[データセットの行]
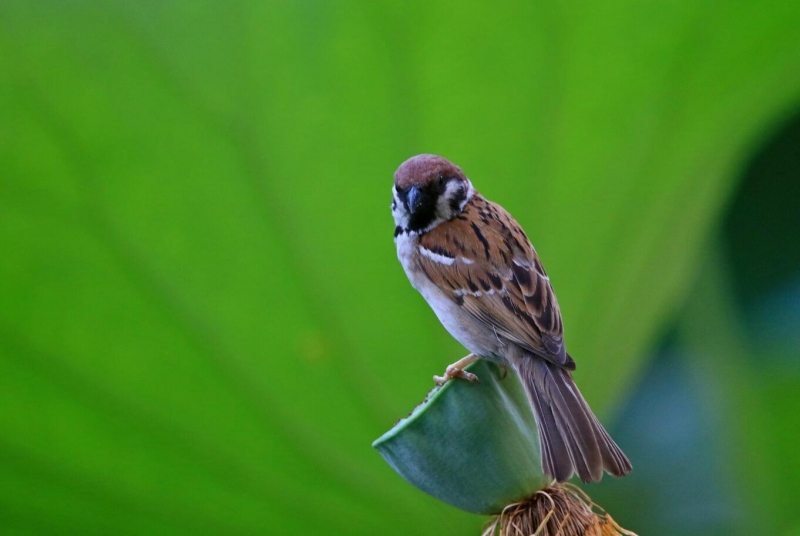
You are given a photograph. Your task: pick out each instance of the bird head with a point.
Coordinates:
(427, 191)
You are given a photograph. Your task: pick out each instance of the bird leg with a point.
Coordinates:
(456, 370)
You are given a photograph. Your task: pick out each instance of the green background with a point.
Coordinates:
(203, 325)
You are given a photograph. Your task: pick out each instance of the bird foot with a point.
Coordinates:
(456, 370)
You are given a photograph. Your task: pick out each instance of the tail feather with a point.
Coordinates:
(571, 438)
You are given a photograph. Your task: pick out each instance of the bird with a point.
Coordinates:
(479, 272)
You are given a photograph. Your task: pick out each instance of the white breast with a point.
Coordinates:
(476, 337)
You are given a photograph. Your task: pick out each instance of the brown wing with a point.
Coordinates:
(496, 276)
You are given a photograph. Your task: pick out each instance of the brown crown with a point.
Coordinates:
(423, 168)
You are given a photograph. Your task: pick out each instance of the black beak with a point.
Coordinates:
(413, 199)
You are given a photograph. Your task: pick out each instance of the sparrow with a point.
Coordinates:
(476, 268)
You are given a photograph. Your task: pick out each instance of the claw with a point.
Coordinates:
(455, 371)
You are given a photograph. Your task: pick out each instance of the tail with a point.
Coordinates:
(571, 439)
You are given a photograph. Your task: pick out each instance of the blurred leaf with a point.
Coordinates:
(472, 445)
(763, 414)
(202, 323)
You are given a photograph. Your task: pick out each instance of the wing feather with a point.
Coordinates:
(498, 278)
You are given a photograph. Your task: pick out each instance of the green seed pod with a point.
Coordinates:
(472, 445)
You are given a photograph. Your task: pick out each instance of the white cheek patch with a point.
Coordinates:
(399, 210)
(454, 190)
(436, 257)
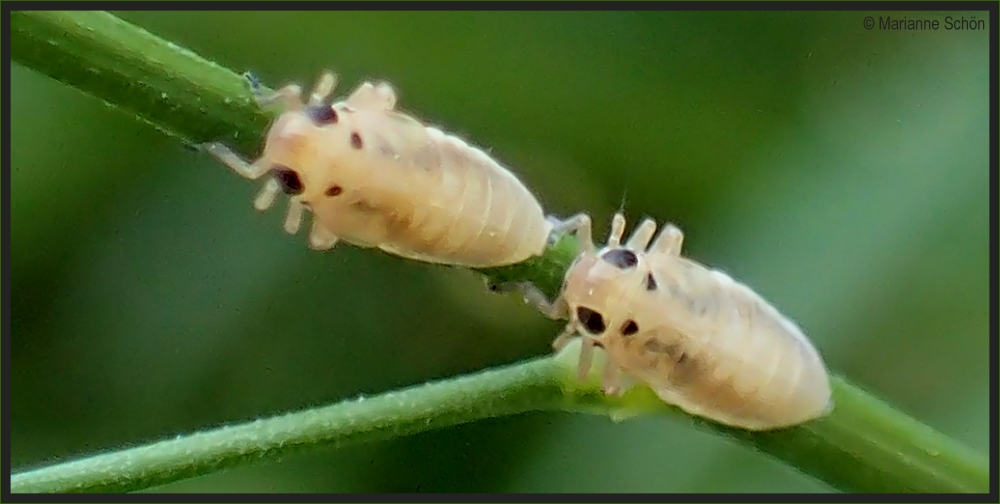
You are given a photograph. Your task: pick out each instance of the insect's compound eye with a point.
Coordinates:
(592, 321)
(290, 182)
(630, 328)
(621, 258)
(322, 115)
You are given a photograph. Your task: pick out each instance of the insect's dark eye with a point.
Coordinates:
(290, 182)
(650, 282)
(621, 258)
(322, 114)
(630, 328)
(592, 321)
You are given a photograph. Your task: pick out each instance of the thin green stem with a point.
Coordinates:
(863, 446)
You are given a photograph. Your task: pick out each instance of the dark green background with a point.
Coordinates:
(843, 173)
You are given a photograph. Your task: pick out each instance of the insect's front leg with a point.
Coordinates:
(233, 160)
(554, 309)
(669, 242)
(579, 225)
(290, 94)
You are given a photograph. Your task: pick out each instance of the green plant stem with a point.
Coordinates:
(863, 446)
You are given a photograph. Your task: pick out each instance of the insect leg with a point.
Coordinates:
(554, 309)
(290, 94)
(323, 88)
(586, 359)
(641, 235)
(265, 198)
(234, 161)
(617, 229)
(578, 225)
(669, 242)
(320, 238)
(611, 379)
(293, 220)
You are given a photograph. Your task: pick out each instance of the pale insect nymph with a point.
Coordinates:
(701, 340)
(373, 176)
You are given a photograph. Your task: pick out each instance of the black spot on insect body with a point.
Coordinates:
(621, 258)
(650, 282)
(290, 182)
(322, 115)
(592, 321)
(630, 328)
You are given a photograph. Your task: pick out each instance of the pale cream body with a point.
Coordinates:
(702, 341)
(376, 177)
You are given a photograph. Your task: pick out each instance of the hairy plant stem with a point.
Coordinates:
(863, 446)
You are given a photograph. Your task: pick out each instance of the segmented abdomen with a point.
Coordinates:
(465, 208)
(723, 352)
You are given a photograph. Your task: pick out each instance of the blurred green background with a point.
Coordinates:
(842, 173)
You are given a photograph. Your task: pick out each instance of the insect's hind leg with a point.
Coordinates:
(233, 160)
(669, 242)
(579, 225)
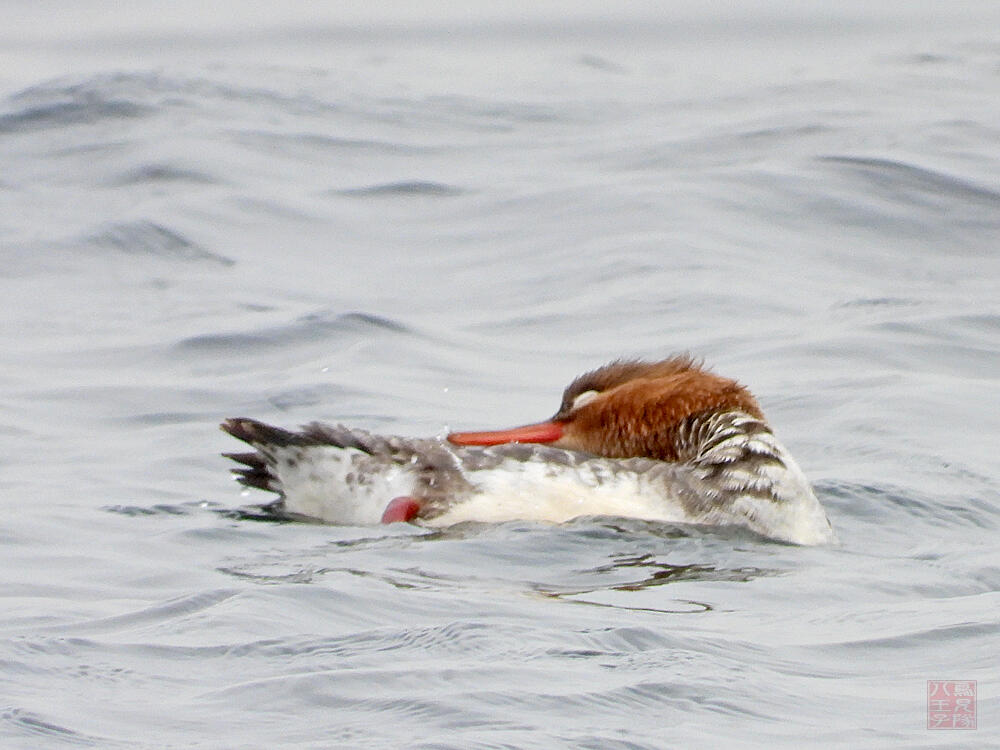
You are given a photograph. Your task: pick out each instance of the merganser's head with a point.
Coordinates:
(630, 408)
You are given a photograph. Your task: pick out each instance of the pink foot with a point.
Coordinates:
(401, 508)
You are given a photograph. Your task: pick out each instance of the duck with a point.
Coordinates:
(663, 441)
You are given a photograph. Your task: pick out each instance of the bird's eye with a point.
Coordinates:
(583, 399)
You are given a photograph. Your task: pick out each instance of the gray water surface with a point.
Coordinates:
(415, 221)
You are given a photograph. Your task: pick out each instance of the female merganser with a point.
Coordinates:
(662, 441)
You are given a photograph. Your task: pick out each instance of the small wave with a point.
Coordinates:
(149, 238)
(908, 180)
(312, 327)
(75, 112)
(416, 188)
(42, 729)
(160, 173)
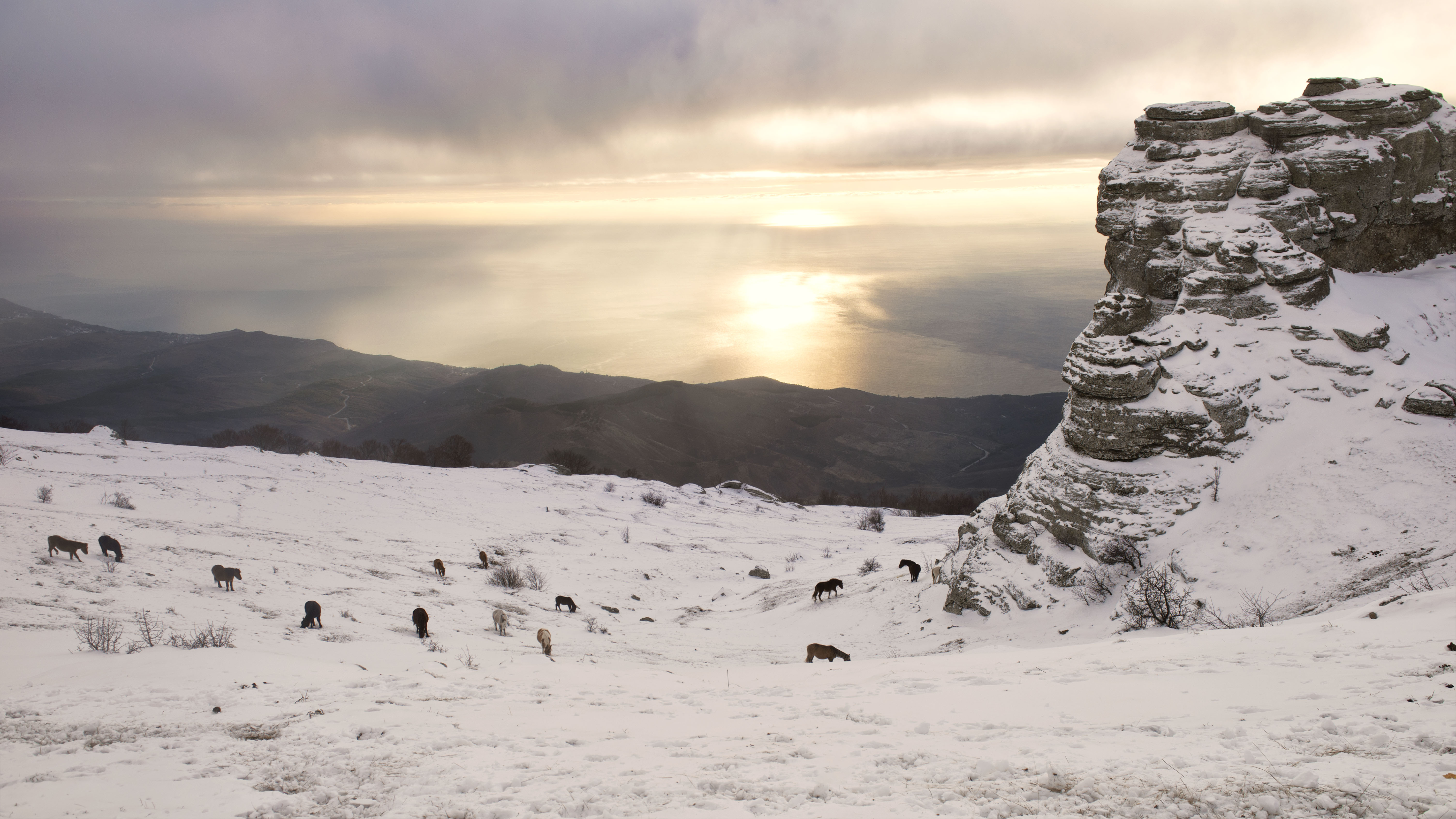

### 従う指示
上の行をすべて番号付きリストに変換してください。空行は省き、画像は答えに含めないこと。

### 解答
1. You are given a photograph. Your task: pick out each instance of the bird head with a point.
2. Coordinates:
3. (427, 191)
4. You are given a photograph. Your task: pick out each instance of the bird leg with a point.
5. Coordinates:
6. (456, 370)
7. You are given a photograph. Your task: pick out each instance of the green background with a point.
8. Coordinates:
9. (203, 325)
10. You are given a photograph. Your task: pick out each instance of the bird foot with a point.
11. Coordinates:
12. (456, 370)
13. You are given a photograph. Your task: pick out each instance of the tail feather with a point.
14. Coordinates:
15. (571, 438)
16. You are given a photograph. Your task: pick out each instance of the bird with a point.
17. Coordinates:
18. (479, 272)
19. You are given a photograph. Your task: pick out each instance of the white breast with a point.
20. Coordinates:
21. (476, 337)
22. You are given a photograph. Your task: pick out each instance of the brown wing with a point.
23. Coordinates:
24. (496, 276)
25. You are given a photograph. Your task: pick out each instance of the brown crown with a point.
26. Coordinates:
27. (423, 168)
28. You are given a photograph. Your task: pick out each instance of the black beak with a point.
29. Coordinates:
30. (413, 199)
31. You are given a photograph. Your task: pick out each instance of the sparrow with a point.
32. Coordinates:
33. (476, 268)
34. You are given a photograph. Your task: pick out each instance of the claw with a point.
35. Coordinates:
36. (455, 371)
37. You are given a photograph. Your task: pick out each instance of the tail with a point.
38. Coordinates:
39. (571, 439)
40. You are given a photograph. Your task: pick out each instance of the blurred leaf with a point.
41. Coordinates:
42. (472, 445)
43. (763, 414)
44. (202, 323)
45. You are given a photograph. Your task: pick out each instance of the wing feather with a point.
46. Coordinates:
47. (498, 278)
48. You are given a photograph. Your task: pick out each instance of the green seed pod with a point.
49. Coordinates:
50. (472, 445)
51. You are given a photograph. Your task: pick out each instance of the white cheek patch with a point.
52. Coordinates:
53. (399, 210)
54. (454, 190)
55. (436, 257)
56. You are given a photograph. Your task: pick out each instance of the insect's compound eye with a point.
57. Coordinates:
58. (592, 321)
59. (290, 182)
60. (630, 328)
61. (621, 258)
62. (322, 115)
63. You are given a photograph. Your task: pick out each instance of the insect's dark eye with a point.
64. Coordinates:
65. (290, 182)
66. (650, 282)
67. (621, 258)
68. (322, 114)
69. (630, 328)
70. (592, 321)
71. You are given a photograph. Your task: pick out each instance of the thin green stem with a point.
72. Coordinates:
73. (863, 446)
74. You are given a photograph. Your task: pick out each instance of the dark green background with a point.
75. Coordinates:
76. (843, 173)
77. You are given a photograph. Your task: pick out each instance of the insect's front leg with a point.
78. Coordinates:
79. (233, 160)
80. (554, 309)
81. (669, 242)
82. (579, 225)
83. (290, 94)
84. You are given a photograph. Your task: pick out each instance of the green plant stem with a point.
85. Coordinates:
86. (863, 446)
87. You are given a photograph. Your task: pick out each instance of the insect leg with a point.
88. Coordinates:
89. (554, 309)
90. (290, 94)
91. (323, 88)
92. (586, 359)
93. (641, 235)
94. (265, 198)
95. (234, 161)
96. (617, 229)
97. (578, 225)
98. (669, 242)
99. (320, 238)
100. (611, 379)
101. (293, 220)
102. You are given a photograph. Your task: pick out each instance of the pale insect nymph with a point.
103. Coordinates:
104. (701, 340)
105. (373, 176)
106. You are given a photograph. Your task: pick out each instance of the black spot on insect body with a point.
107. Coordinates:
108. (621, 258)
109. (650, 282)
110. (290, 182)
111. (322, 115)
112. (592, 321)
113. (630, 328)
114. You are given a photograph. Your task: pick out each instance of the pale cream body with a point.
115. Coordinates:
116. (702, 341)
117. (376, 177)
118. You are given a photograph. Your task: pick out each instance of the hairy plant stem with a point.
119. Coordinates:
120. (863, 446)
121. You are given a photograph. Your task: pick out each instance of the segmented abdomen with a point.
122. Coordinates:
123. (465, 208)
124. (723, 352)
125. You are given a photograph. Your task: pick out each instance of the blurred green background with a point.
126. Coordinates:
127. (842, 173)
128. You are given a photograph. Your task: pick out each instance of the insect's hind leg with a point.
129. Coordinates:
130. (233, 160)
131. (669, 242)
132. (579, 225)
133. You are given a photograph. Your task: pick out each instance of the merganser's head with a point.
134. Coordinates:
135. (630, 408)
136. You are given a photograph. Your task: pick out each instance of the pink foot with a point.
137. Coordinates:
138. (401, 508)
139. You are given a photograph. Your task: pick out each instance of the duck with a point.
140. Coordinates:
141. (663, 441)
142. You are given a photograph. Your task: pick out each instance of the bird's eye with a point.
143. Coordinates:
144. (583, 399)
145. You are given a photograph. Your task: pick out each instance of the gray water surface with a point.
146. Coordinates:
147. (415, 221)
148. You are given a photograph. Your task: pick out each instance of the female merganser with a point.
149. Coordinates:
150. (662, 441)
151. You are given a photograph. Your task: pick out each instance of the small wave with a point.
152. Coordinates:
153. (149, 238)
154. (908, 180)
155. (312, 327)
156. (75, 112)
157. (416, 188)
158. (42, 729)
159. (160, 173)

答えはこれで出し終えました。